### ПОСТАВЛЕННАЯ ЗАДАЧА 1
Верните все строки ниже, в которых встречается слово «pole».

Глава 10. Кровавое полотнище
Филадельфия, 1998 год
Во время тайных операций очень полезно встречать цель прямо в аэропорту. Человек, который только вышел из самолета, вряд ли будет иметь при себе оружие.
Коллекционера реликвий времен Гражданской войны Чарли Уилхайта я перехватил через несколько минут после приземления его рейса из Канзас-Сити. Мы нырнули в автобус и поехали в гостиницу Embassy Suites рядом с филадельфийским аэропортом. Был бодрящий январский день — примерно минус пять, — и Уилхайт укутался в пуховик и натянул перчатки. В руках он держал большую черную спортивную сумку. Поскольку другого багажа у него не было, а на вечер он уже забронировал обратный рейс, товар должен был быть в ней. Уилхайт — долговязый мужчина средних лет с бледным лицом и светлыми волосами, плохо прикрывающими залысину. Носил ковбойские ботинки и говорил протяжно, как южанин.

### ПОСТАВЛЕННАЯ ЗАДАЧА 2
Воспроизведите из отрывка о встрече с коллекционером фрагмент от «Глава 10. Кровавое» до «протяжно, как южанин.» включительно.

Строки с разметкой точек
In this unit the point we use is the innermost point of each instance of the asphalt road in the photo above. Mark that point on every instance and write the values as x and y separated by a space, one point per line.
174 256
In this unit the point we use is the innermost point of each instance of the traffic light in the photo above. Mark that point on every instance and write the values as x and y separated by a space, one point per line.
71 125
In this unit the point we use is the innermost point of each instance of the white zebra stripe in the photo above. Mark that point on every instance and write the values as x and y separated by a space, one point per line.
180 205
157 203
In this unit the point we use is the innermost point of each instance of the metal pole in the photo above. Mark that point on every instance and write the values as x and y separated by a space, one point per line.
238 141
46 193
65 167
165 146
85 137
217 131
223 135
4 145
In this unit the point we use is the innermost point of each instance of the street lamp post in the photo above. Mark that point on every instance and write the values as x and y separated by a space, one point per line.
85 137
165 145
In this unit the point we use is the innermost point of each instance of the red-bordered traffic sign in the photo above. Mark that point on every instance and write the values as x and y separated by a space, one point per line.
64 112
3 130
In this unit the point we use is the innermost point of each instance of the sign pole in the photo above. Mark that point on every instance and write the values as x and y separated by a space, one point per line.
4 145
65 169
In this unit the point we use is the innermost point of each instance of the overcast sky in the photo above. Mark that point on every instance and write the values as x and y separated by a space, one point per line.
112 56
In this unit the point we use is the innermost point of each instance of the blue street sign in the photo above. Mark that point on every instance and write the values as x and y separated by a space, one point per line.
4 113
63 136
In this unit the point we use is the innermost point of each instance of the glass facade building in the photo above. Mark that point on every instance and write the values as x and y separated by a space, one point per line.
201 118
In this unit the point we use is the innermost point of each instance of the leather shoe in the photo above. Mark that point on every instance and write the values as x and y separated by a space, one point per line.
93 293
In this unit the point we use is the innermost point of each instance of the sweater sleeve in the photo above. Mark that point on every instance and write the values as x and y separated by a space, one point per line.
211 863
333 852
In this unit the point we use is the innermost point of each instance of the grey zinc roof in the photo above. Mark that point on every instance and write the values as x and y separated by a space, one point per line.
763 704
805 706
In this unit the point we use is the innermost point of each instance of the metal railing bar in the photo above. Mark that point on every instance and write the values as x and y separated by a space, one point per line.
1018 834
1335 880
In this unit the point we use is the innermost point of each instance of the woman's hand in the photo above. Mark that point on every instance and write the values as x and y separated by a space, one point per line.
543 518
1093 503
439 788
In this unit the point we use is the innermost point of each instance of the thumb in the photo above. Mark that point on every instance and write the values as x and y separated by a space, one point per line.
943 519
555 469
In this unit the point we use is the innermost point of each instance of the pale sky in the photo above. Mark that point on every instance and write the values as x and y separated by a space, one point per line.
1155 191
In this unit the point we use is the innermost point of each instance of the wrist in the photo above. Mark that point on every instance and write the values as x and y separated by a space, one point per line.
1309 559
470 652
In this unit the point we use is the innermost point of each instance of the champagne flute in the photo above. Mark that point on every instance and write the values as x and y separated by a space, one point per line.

### РЕЗУЛЬТАТ ВЫПОЛНЕНИЯ 1
In this unit the point we use is the innermost point of each instance of the metal pole in the photo above. Mark that point on every instance and write the values as x and y separated by a space, one point per line.
In this unit the point we use is the innermost point of each instance of the sign pole in the photo above. Mark that point on every instance and write the values as x and y separated by a space, one point per line.

### РЕЗУЛЬТАТ ВЫПОЛНЕНИЯ 2
Глава 10. Кровавое полотнище
Филадельфия, 1998 год
Во время тайных операций очень полезно встречать цель прямо в аэропорту. Человек, который только вышел из самолета, вряд ли будет иметь при себе оружие.
Коллекционера реликвий времен Гражданской войны Чарли Уилхайта я перехватил через несколько минут после приземления его рейса из Канзас-Сити. Мы нырнули в автобус и поехали в гостиницу Embassy Suites рядом с филадельфийским аэропортом. Был бодрящий январский день — примерно минус пять, — и Уилхайт укутался в пуховик и натянул перчатки. В руках он держал большую черную спортивную сумку. Поскольку другого багажа у него не было, а на вечер он уже забронировал обратный рейс, товар должен был быть в ней. Уилхайт — долговязый мужчина средних лет с бледным лицом и светлыми волосами, плохо прикрывающими залысину. Носил ковбойские ботинки и говорил протяжно, как южанин.